▸ Directions
Rewrite the material below as a numbered list, one line per item, with blank lines left out.

[start of Supplied entries]

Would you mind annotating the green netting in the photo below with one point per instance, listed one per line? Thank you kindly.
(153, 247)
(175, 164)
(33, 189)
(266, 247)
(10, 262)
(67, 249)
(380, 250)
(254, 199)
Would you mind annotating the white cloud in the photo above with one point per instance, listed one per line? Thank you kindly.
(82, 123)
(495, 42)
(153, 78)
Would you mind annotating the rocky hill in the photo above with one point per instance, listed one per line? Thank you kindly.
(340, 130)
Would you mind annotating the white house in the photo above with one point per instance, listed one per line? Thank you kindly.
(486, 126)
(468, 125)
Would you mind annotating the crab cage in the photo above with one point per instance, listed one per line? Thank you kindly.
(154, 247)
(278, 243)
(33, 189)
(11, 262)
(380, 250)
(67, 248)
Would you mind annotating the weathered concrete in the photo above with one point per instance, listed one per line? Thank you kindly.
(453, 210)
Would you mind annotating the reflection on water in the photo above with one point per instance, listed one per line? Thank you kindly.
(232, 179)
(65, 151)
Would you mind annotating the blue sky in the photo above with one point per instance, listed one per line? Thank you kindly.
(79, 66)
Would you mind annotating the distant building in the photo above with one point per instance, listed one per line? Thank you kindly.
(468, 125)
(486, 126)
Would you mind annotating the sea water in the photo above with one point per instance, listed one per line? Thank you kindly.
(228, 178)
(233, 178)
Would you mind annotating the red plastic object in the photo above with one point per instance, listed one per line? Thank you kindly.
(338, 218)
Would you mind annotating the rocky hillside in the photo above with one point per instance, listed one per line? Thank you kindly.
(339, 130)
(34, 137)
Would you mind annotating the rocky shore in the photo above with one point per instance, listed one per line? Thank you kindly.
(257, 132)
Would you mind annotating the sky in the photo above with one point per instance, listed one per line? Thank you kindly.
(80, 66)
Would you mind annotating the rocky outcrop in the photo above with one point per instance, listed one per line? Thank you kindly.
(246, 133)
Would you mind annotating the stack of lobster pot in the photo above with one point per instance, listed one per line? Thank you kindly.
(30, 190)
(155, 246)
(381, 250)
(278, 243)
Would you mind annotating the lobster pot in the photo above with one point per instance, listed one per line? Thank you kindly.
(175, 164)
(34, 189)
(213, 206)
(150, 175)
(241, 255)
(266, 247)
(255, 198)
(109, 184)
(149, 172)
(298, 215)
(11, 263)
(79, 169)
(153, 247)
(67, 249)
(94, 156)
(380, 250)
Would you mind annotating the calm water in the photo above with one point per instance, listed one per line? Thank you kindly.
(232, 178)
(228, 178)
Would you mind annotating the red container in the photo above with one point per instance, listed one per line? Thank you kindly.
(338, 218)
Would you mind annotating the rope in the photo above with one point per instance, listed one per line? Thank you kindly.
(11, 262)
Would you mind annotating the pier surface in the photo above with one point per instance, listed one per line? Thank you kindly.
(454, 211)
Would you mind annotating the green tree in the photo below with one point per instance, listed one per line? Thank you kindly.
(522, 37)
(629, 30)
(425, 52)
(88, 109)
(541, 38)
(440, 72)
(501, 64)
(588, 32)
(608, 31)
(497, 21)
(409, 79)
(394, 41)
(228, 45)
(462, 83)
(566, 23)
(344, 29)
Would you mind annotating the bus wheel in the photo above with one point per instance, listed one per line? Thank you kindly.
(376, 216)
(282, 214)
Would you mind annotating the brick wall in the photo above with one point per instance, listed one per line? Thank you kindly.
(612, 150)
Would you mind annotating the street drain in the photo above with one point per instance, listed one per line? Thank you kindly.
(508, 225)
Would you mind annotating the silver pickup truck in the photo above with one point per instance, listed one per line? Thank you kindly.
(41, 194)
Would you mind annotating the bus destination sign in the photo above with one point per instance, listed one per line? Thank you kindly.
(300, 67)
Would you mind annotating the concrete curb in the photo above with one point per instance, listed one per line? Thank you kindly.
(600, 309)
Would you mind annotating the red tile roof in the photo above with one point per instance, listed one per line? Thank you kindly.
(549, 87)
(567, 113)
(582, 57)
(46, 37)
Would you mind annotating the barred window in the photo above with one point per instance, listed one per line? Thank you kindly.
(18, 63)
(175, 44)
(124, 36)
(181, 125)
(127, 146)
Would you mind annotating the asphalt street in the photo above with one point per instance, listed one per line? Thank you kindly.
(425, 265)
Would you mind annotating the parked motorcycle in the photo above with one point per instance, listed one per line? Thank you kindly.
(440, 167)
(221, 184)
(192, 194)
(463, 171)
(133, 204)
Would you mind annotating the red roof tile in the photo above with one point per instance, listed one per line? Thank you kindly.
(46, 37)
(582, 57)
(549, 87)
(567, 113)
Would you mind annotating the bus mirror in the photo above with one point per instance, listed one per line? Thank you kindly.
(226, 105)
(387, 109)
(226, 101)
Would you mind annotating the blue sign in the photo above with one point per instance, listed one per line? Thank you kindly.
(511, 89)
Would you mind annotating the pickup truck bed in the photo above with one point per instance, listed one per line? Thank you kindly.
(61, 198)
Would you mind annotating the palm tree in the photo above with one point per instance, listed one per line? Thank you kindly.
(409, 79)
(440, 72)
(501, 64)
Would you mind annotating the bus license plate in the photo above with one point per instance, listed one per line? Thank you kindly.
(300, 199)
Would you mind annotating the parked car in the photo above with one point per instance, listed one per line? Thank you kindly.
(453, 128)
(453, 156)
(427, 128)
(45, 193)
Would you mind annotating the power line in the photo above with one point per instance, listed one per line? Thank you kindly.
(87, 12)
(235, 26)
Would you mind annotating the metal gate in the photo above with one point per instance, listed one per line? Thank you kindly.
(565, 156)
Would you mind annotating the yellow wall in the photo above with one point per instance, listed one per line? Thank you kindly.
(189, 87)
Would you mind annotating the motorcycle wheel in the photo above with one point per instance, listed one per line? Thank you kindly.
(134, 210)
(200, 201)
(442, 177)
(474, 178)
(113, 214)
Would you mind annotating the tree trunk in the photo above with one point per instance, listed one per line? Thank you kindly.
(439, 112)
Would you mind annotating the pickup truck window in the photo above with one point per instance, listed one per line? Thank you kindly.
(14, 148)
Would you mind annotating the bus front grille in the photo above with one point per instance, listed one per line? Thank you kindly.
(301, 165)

[end of Supplied entries]

▸ Response for this exercise
1. Would you mind annotating the green netting in the photo below with one point per instance, listed one per line? Thank you kindly.
2. (153, 247)
3. (175, 164)
4. (33, 189)
5. (266, 247)
6. (10, 262)
7. (67, 249)
8. (380, 250)
9. (254, 199)
10. Would you mind annotating the white cloud in the photo above with one point per instance, listed one per line? Thank you kindly.
11. (82, 123)
12. (495, 42)
13. (153, 78)
14. Would you mind annotating the rocky hill in the photo above with one point per instance, listed one per line? Thank you kindly.
15. (340, 130)
16. Would you mind annotating the white house in the photo above with one point per instance, listed one per line? Thank you kindly.
17. (486, 126)
18. (468, 125)
19. Would you mind annotating the crab cage in the photo above with one point per instance, listed one per line? Thank you kindly.
20. (154, 247)
21. (278, 243)
22. (33, 189)
23. (11, 262)
24. (380, 250)
25. (67, 248)
26. Would you mind annotating the weathered concrete in the photo above with one point per instance, listed one per line? Thank you kindly.
27. (453, 210)
28. Would you mind annotating the reflection on water in the photo above with one point per instance, listed one per line? Thank you kindly.
29. (232, 179)
30. (65, 151)
31. Would you mind annotating the blue sky in the photo above with one point per instance, listed one per line? Thank you kindly.
32. (79, 66)
33. Would you mind annotating the distant building in the photo above with one point per instance, listed one per line? Thank you kindly.
34. (468, 125)
35. (486, 126)
36. Would you mind annotating the sea water in the photo above with one point per instance, listed one per line? Thank you kindly.
37. (228, 178)
38. (233, 178)
39. Would you mind annotating the red plastic object in the photo above with one point per instance, listed one per line? Thank you kindly.
40. (338, 218)
41. Would you mind annotating the rocky hillside in the photo above with one point per instance, listed one per line? Thank you kindly.
42. (339, 130)
43. (34, 137)
44. Would you mind annotating the rocky shore in the photo above with one point per instance, listed one per line? Thank you kindly.
45. (257, 132)
46. Would you mind annotating the sky in the photo above with one point per instance, listed one per line? Thank you kindly.
47. (80, 66)
48. Would you mind annotating the rocky outcrop in the photo above with one point per instance, listed one per line? Thank you kindly.
49. (246, 133)
50. Would you mind annotating the stack of lobster pot in the photo above with one point per instance, listed one per line? Thank you kindly.
51. (30, 190)
52. (155, 246)
53. (381, 250)
54. (278, 243)
55. Would you mind annotating the lobster pot in the photo above with one point per instance, listed one per line? Thank you kindly.
56. (175, 164)
57. (34, 189)
58. (213, 206)
59. (150, 175)
60. (241, 255)
61. (266, 247)
62. (255, 198)
63. (109, 184)
64. (149, 172)
65. (298, 215)
66. (11, 263)
67. (79, 169)
68. (153, 247)
69. (67, 249)
70. (94, 156)
71. (380, 250)
72. Would you mind annotating the calm water in the photo above with one point per instance, listed one per line? Thank you kindly.
73. (232, 178)
74. (228, 178)
75. Would you mind annotating the red container in the photo above with one point per instance, listed one per line? Thank you kindly.
76. (338, 218)
77. Would you mind annotating the rope in the photo above with one point per instance, listed one per line? Thank you kindly.
78. (11, 262)
79. Would you mind annotating the pier surface in the photo above with one point per instance, listed one per line? Thank you kindly.
80. (454, 211)
81. Would you mind annotating the green tree in the photo below with one point per instance, listed one per line? Thank you kindly.
82. (522, 37)
83. (629, 30)
84. (425, 52)
85. (88, 109)
86. (541, 38)
87. (440, 72)
88. (501, 64)
89. (588, 32)
90. (608, 31)
91. (497, 21)
92. (409, 79)
93. (394, 41)
94. (228, 45)
95. (462, 83)
96. (566, 23)
97. (344, 29)
98. Would you mind annotating the bus wheel in the photo above with one point per instance, listed one per line? Thank you kindly.
99. (376, 216)
100. (282, 214)
101. Would you mind annotating the brick wall in the photo above with one point per instance, listed one per line? Thank you kindly.
102. (612, 150)
103. Would you mind annotating the street drain in the photo above with one point per instance, listed one per line? Thank you kindly.
104. (508, 225)
105. Would you mind annotating the silver pickup truck in the photo above with one point per instance, listed one per line? Thank you kindly.
106. (41, 194)
107. Would you mind annotating the bus destination sign in the photo above with one point per instance, listed one per line? Thank you kindly.
108. (300, 67)
109. Would you mind annotating the concrete curb in the photo above with one point per instance, listed one per line? Thank you kindly.
110. (600, 309)
111. Would you mind annotating the red tile roof in the photo above with one point per instance, listed one per line? Thank you kindly.
112. (549, 87)
113. (567, 113)
114. (582, 57)
115. (46, 37)
116. Would you mind annotating the barred window in the photo above with one point per instance, listed one per line? Thank you kindly.
117. (18, 63)
118. (175, 44)
119. (124, 36)
120. (181, 125)
121. (127, 146)
122. Would you mind annotating the asphalt street in the photo above with one point per instance, listed one per line? Thank you kindly.
123. (425, 265)
124. Would you mind annotating the parked motorcycle in the photo above with one point per instance, listed one per line? Thank you kindly.
125. (440, 167)
126. (221, 184)
127. (192, 194)
128. (463, 171)
129. (133, 204)
130. Would you mind annotating the red roof tile in the photo above with one point per instance, listed one per line? Thank you kindly.
131. (46, 37)
132. (582, 57)
133. (549, 87)
134. (567, 113)
135. Would you mind annotating the bus mirror in the photo above with one point per instance, listed one per line? Thank you kindly.
136. (226, 105)
137. (387, 109)
138. (226, 101)
139. Would you mind annotating the blue sign in the photo above with one point per instance, listed one per line? Thank you kindly.
140. (511, 89)
141. Would you mind annotating the pickup truck bed in the photo above with one point per instance, listed one per line? Thank you kindly.
142. (61, 198)
143. Would you mind annotating the palm tree in the photo above with one point per instance, listed one per line? Thank you kindly.
144. (409, 79)
145. (440, 72)
146. (501, 64)
147. Would you mind annotating the bus license plate in the photo above with one point per instance, listed one per line? Thank you kindly.
148. (300, 199)
149. Would you mind annotating the parked car in the photo above with one point per instance, listed one per line? Thank you kindly.
150. (453, 128)
151. (453, 156)
152. (427, 128)
153. (45, 193)
154. Would you mind annotating the power line in the photo above with one point per instance, listed one per line? Thank you kindly.
155. (87, 12)
156. (235, 26)
157. Would you mind annotating the metal gate in the photo above with one point per instance, listed one per line? Thank you kindly.
158. (565, 156)
159. Would you mind annotating the yellow wall in the photo above with one point per instance, listed one per line? Thank you kindly.
160. (189, 87)
161. Would you mind annotating the motorcycle wheel in the photo above with one point per instance, listed one per line? Thank you kindly.
162. (134, 210)
163. (200, 201)
164. (442, 177)
165. (474, 178)
166. (113, 214)
167. Would you mind annotating the tree trunk in the photo above with one point per instance, listed one per line? Thank you kindly.
168. (439, 112)
169. Would you mind annotating the pickup truck window in the photo above with one point per instance, listed one per line? Thank you kindly.
170. (14, 148)
171. Would you mind annotating the bus front grille in the photo above with one point per instance, listed one per line? Thank you kindly.
172. (301, 165)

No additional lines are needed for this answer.